**Description of the task**. Swap "Put down" for "Mark" throughout the following lines, and leave everything else as it is.

Dataset excerpts on object pointing
---

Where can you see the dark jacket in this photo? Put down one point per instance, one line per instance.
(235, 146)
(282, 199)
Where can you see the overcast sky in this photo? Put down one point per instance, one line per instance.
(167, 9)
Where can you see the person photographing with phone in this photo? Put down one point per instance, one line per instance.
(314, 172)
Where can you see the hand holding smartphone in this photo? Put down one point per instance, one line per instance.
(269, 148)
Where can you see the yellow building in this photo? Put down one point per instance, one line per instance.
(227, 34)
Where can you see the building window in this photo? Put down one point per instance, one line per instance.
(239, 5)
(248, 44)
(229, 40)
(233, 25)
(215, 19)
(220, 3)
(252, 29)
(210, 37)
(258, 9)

---

**Final answer**.
Where can you see the dark jacket in this photo? Mark one point per instance, one line per instance.
(235, 146)
(282, 199)
Where can you see the overcast sky in this photo? Mark one point per instance, one line per instance.
(167, 9)
Where can you see the person photographing with phone in this photo? Mark one point per instance, one line per instance.
(314, 172)
Where can you see the hand holding smartphone in this photo? Mark one point per instance, one line per instance.
(269, 148)
Where can you see the yellow building in this photo? Mark one point per instance, one line per instance.
(227, 34)
Where can you see the building window in this photo? Mark one point per instance, one line per instance.
(239, 5)
(248, 44)
(229, 40)
(233, 25)
(215, 19)
(220, 3)
(252, 29)
(210, 37)
(258, 9)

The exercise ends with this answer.